▸ **Work required**: How many lines in the records below contain the word "player"? State that number and nothing more.

▸ **The data**:
_ _ _ _ _ _ _

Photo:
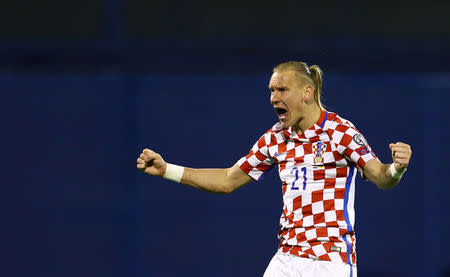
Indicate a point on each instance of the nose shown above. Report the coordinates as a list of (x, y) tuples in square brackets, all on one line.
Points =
[(274, 97)]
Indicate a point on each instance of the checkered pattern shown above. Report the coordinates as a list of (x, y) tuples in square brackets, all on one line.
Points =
[(317, 170)]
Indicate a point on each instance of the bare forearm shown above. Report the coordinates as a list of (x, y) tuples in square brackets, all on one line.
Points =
[(220, 180), (212, 180)]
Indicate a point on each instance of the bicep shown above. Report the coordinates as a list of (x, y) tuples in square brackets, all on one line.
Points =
[(236, 178)]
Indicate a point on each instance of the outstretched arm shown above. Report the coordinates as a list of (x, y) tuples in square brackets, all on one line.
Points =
[(221, 180), (386, 176)]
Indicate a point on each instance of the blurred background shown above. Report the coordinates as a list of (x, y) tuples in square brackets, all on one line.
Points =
[(86, 85)]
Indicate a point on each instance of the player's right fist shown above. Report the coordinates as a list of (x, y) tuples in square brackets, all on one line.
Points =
[(151, 162)]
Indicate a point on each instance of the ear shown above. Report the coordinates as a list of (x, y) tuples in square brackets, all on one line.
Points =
[(308, 94)]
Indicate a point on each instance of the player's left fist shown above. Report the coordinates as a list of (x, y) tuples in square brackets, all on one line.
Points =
[(401, 154)]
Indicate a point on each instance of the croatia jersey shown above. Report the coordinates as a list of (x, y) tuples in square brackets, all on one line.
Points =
[(317, 169)]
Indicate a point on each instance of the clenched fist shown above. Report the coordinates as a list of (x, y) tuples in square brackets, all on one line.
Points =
[(151, 163), (401, 153)]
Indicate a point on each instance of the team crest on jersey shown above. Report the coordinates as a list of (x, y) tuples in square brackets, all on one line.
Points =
[(319, 149), (360, 140)]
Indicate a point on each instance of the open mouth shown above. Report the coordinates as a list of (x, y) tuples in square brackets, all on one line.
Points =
[(282, 113)]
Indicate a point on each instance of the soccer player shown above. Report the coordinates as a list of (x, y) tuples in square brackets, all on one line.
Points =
[(317, 153)]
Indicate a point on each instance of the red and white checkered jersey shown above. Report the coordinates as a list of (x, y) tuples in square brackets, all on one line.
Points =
[(317, 170)]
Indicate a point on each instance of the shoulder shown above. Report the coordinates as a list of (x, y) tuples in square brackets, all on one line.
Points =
[(272, 136)]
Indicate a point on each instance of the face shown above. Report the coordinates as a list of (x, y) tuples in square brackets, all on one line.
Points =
[(288, 97)]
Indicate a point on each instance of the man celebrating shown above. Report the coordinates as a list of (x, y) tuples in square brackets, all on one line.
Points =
[(317, 153)]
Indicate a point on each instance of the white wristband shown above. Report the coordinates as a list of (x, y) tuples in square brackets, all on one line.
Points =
[(174, 172), (394, 173)]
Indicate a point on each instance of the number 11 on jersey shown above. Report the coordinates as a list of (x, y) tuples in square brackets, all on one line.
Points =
[(296, 178)]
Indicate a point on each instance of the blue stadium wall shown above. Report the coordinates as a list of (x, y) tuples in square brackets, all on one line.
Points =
[(73, 204)]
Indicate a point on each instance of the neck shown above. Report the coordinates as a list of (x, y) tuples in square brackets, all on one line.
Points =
[(310, 117)]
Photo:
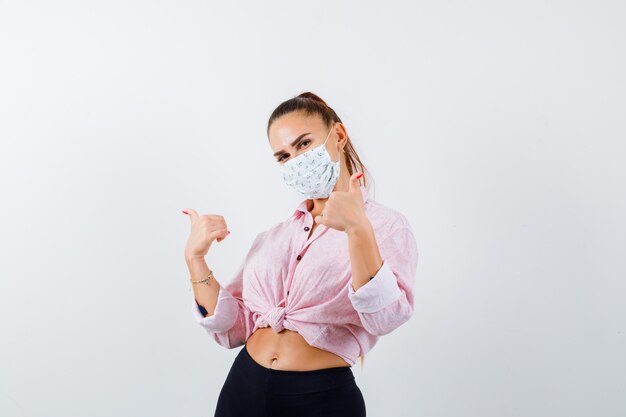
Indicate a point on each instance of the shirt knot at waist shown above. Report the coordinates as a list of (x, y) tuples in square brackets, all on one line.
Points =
[(274, 318)]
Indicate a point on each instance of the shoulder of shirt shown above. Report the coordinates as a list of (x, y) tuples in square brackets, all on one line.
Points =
[(383, 218)]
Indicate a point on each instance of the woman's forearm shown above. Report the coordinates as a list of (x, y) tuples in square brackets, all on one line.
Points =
[(365, 256), (206, 295)]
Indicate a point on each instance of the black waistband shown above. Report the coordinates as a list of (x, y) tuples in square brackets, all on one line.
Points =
[(294, 382)]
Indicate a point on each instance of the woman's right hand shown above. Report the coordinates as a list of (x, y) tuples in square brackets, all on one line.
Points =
[(205, 228)]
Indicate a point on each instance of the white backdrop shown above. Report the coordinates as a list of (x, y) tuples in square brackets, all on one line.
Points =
[(497, 128)]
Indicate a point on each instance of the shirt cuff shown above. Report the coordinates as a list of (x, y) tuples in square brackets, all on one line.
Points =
[(225, 315), (377, 293)]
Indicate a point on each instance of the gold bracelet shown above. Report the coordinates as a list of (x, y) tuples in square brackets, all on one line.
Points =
[(204, 280)]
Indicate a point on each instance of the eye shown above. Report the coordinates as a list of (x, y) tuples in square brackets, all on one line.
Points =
[(300, 145)]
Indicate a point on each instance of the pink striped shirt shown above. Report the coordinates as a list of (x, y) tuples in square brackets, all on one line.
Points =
[(290, 281)]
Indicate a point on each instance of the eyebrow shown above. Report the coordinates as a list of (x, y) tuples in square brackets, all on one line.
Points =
[(292, 143)]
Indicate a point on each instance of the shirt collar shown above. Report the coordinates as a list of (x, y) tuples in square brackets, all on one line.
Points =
[(308, 203)]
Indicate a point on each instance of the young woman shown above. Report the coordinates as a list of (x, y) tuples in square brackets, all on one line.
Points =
[(314, 292)]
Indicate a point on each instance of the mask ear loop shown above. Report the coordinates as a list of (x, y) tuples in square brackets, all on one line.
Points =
[(328, 135)]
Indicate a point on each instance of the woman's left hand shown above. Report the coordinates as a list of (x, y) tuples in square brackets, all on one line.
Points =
[(344, 210)]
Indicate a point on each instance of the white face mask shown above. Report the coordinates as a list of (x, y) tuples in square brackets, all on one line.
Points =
[(312, 173)]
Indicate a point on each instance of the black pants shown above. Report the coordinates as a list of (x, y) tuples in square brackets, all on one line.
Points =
[(252, 390)]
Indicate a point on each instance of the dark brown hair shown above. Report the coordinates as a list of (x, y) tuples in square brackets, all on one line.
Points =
[(311, 104)]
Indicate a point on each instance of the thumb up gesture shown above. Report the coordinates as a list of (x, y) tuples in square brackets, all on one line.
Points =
[(344, 209), (205, 228)]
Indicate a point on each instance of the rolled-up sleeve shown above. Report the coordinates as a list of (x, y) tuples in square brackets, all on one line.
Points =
[(232, 322), (387, 300)]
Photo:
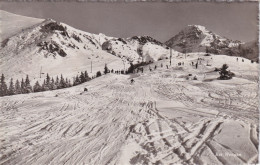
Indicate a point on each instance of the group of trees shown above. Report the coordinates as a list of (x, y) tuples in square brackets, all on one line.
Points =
[(15, 88), (24, 86), (225, 74)]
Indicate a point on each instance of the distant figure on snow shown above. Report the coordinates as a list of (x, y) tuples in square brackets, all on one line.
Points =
[(132, 81), (196, 65)]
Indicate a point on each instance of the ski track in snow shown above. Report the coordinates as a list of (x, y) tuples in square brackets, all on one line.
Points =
[(170, 119)]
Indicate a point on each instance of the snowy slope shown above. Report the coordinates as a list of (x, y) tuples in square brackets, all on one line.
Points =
[(137, 49), (57, 48), (165, 117), (196, 38), (10, 24)]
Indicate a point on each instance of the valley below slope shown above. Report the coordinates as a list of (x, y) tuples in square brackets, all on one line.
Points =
[(164, 117)]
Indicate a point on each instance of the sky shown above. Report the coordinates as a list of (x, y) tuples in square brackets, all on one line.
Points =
[(236, 21)]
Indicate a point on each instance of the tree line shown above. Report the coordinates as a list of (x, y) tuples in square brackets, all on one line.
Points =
[(49, 83)]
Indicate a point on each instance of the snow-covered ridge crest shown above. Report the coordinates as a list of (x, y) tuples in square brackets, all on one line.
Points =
[(57, 48), (137, 48), (197, 38)]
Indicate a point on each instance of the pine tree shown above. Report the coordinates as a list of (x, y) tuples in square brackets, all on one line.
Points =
[(57, 83), (48, 81), (62, 82), (224, 74), (82, 77), (44, 86), (22, 86), (106, 70), (131, 68), (98, 74), (53, 85), (70, 85), (37, 87), (28, 87), (11, 89), (76, 81), (86, 76), (18, 89), (3, 86)]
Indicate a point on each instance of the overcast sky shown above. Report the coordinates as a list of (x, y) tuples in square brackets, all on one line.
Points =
[(237, 21)]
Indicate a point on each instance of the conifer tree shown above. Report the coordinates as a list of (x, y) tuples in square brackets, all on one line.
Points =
[(48, 81), (131, 68), (57, 83), (106, 70), (53, 85), (76, 81), (18, 87), (3, 86), (11, 90), (22, 86), (44, 86), (37, 87), (86, 76), (82, 77), (62, 82), (28, 87), (98, 74)]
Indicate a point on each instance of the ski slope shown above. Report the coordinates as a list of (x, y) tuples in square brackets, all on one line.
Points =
[(164, 117)]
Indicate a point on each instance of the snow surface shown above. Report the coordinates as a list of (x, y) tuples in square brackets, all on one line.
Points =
[(165, 117), (22, 54), (11, 24)]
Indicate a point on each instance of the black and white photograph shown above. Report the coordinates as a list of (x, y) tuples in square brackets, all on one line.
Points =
[(121, 82)]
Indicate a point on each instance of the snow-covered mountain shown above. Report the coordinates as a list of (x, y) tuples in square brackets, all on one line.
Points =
[(56, 48), (249, 50), (196, 38), (11, 24), (137, 48)]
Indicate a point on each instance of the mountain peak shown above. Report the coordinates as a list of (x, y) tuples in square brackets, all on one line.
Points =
[(197, 38)]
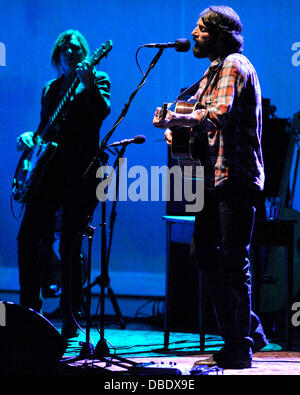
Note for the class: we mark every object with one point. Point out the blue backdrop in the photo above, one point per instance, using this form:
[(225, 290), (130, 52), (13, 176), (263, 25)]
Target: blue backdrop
[(28, 29)]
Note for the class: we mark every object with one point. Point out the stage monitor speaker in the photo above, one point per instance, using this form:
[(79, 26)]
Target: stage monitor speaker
[(29, 343)]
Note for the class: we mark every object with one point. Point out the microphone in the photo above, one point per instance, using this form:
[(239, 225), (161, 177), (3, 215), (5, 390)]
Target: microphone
[(140, 139), (181, 45)]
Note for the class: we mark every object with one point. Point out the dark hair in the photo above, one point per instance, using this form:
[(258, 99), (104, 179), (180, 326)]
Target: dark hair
[(62, 39), (225, 26)]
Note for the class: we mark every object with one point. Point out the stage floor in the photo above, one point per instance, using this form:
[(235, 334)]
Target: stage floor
[(143, 344)]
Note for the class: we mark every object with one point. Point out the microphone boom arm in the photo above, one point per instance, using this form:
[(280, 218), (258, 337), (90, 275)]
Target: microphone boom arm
[(123, 114)]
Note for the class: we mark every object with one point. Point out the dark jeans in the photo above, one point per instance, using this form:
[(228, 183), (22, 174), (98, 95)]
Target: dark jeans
[(77, 202), (220, 248)]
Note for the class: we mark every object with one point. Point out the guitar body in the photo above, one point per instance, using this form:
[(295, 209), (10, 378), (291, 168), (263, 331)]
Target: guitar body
[(30, 170), (33, 162), (183, 141)]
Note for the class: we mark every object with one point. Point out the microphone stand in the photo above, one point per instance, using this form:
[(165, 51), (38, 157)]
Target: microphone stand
[(101, 351)]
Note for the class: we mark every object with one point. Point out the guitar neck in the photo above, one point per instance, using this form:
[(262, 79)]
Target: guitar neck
[(53, 118)]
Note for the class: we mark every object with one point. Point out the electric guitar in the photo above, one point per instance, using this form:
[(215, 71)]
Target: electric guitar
[(34, 161)]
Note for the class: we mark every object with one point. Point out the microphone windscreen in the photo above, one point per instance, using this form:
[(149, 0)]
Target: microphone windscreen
[(183, 45)]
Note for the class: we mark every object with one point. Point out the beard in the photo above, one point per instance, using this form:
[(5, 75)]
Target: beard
[(203, 49)]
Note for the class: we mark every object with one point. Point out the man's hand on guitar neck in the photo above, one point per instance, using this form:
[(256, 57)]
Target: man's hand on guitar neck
[(26, 141), (173, 119)]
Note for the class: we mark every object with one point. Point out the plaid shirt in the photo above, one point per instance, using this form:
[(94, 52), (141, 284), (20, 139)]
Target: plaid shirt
[(231, 115)]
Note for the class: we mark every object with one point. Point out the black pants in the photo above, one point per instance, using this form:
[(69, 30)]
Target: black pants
[(220, 248), (77, 202)]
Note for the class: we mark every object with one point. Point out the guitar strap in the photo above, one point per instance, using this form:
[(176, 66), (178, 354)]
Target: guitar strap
[(193, 88)]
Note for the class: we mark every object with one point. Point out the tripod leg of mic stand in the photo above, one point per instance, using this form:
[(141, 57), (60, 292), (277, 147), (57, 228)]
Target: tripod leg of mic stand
[(116, 306)]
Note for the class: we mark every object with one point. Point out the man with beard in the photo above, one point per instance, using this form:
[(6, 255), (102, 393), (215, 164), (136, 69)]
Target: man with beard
[(227, 127), (63, 188)]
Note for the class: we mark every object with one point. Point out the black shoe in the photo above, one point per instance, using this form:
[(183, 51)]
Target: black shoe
[(232, 360)]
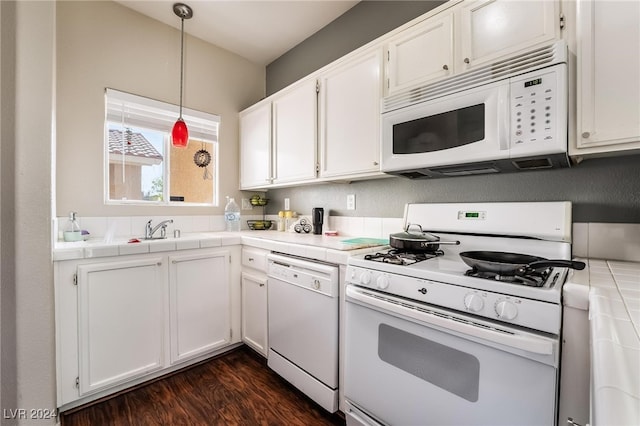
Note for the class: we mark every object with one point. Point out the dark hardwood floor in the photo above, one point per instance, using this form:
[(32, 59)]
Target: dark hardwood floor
[(236, 388)]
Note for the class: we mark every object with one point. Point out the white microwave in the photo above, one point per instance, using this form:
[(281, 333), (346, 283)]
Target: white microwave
[(509, 124)]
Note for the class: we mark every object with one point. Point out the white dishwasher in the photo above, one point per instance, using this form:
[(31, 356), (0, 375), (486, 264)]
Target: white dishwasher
[(303, 325)]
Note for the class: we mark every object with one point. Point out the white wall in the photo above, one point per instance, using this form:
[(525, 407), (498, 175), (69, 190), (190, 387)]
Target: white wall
[(104, 44), (28, 363)]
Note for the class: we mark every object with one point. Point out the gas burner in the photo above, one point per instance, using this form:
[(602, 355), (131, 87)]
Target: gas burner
[(531, 279), (403, 257)]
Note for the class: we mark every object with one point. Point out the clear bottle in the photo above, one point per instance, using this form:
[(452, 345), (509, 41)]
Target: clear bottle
[(281, 220), (232, 215), (72, 230)]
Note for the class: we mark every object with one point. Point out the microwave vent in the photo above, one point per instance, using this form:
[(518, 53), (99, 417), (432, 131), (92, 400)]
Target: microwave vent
[(527, 61)]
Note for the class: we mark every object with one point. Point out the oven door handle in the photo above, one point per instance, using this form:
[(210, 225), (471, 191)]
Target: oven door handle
[(528, 343)]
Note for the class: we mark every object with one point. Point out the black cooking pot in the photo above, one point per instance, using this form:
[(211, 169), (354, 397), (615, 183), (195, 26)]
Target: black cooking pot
[(503, 263), (415, 239)]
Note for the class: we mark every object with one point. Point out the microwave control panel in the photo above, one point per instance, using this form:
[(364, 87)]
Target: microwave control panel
[(534, 109)]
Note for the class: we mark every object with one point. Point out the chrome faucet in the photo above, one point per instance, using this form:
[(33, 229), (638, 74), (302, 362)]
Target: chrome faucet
[(149, 231)]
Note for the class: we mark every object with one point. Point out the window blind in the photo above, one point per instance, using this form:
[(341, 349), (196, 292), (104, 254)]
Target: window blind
[(138, 111)]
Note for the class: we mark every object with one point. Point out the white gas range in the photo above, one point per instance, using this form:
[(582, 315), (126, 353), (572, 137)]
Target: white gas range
[(429, 343)]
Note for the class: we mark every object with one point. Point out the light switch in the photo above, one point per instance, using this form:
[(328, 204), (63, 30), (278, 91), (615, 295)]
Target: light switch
[(351, 202)]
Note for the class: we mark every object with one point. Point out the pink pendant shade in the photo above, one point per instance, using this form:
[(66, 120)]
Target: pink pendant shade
[(180, 134)]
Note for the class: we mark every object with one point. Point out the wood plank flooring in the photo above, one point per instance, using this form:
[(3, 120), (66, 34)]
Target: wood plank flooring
[(236, 388)]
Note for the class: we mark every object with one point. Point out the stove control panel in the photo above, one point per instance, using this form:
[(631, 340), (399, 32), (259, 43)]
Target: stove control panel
[(534, 314), (506, 310)]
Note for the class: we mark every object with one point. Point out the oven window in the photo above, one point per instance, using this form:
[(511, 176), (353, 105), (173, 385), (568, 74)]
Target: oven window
[(439, 132), (448, 368)]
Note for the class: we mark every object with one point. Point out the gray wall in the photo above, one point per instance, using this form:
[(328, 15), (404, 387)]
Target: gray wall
[(602, 190), (361, 24)]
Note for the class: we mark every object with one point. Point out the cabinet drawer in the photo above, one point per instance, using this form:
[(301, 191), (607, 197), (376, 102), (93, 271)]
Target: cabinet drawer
[(255, 258)]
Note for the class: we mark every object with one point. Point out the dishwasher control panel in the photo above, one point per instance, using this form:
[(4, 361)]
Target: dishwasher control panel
[(313, 276)]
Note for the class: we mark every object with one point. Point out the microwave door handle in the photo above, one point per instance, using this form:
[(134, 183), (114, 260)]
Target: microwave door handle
[(504, 118), (526, 343)]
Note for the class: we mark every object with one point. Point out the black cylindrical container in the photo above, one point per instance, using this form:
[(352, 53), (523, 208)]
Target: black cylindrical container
[(317, 214)]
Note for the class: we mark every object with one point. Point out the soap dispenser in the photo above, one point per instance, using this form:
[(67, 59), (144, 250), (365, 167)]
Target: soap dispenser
[(72, 230)]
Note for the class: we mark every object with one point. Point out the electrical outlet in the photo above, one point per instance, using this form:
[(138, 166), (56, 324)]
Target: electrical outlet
[(351, 202), (246, 204)]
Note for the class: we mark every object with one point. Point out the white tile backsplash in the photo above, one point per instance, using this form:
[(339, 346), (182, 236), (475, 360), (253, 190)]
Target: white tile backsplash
[(612, 241)]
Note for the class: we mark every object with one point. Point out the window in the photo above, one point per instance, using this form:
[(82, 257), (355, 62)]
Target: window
[(142, 167)]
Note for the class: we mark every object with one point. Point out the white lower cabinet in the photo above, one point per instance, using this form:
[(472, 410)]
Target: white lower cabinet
[(123, 320), (120, 322), (255, 332), (254, 312), (199, 304)]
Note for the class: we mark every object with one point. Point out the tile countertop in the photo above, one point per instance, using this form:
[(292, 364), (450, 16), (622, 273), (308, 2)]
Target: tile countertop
[(335, 249), (614, 322)]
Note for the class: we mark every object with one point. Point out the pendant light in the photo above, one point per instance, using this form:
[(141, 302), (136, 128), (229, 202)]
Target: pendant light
[(180, 133)]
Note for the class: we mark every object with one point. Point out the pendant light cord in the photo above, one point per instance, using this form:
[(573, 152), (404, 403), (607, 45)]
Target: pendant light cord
[(181, 62)]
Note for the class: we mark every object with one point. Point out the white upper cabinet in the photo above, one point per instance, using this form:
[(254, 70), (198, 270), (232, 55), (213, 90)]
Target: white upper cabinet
[(350, 117), (488, 30), (467, 35), (294, 133), (421, 54), (608, 93), (255, 146)]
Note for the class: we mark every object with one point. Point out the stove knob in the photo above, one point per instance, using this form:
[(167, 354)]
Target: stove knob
[(506, 310), (473, 302), (382, 282), (365, 278)]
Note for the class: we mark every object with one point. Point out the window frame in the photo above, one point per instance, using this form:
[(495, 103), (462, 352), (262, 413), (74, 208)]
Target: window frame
[(157, 116)]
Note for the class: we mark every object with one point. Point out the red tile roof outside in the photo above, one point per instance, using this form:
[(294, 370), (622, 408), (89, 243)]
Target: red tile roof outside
[(137, 145)]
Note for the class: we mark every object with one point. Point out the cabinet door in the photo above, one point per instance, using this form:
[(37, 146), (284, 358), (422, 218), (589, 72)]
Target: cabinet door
[(350, 118), (199, 304), (254, 312), (491, 29), (421, 54), (255, 146), (294, 121), (608, 75), (121, 321)]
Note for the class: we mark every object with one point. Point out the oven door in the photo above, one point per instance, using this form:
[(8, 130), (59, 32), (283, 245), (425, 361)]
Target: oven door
[(466, 127), (407, 365)]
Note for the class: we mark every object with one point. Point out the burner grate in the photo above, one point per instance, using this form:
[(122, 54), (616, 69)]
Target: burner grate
[(531, 279), (403, 257)]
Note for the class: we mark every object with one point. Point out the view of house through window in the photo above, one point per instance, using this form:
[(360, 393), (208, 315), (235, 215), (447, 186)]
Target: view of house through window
[(142, 165)]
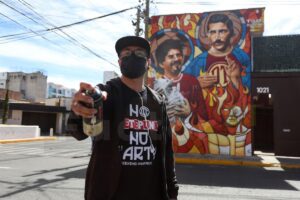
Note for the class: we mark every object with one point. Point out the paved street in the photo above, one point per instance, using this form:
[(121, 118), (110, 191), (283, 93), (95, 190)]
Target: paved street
[(55, 170)]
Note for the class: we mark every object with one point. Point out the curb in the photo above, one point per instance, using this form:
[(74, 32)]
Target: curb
[(10, 141), (228, 162)]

_ _ _ _ _ _ _

▸ **Solution**: 3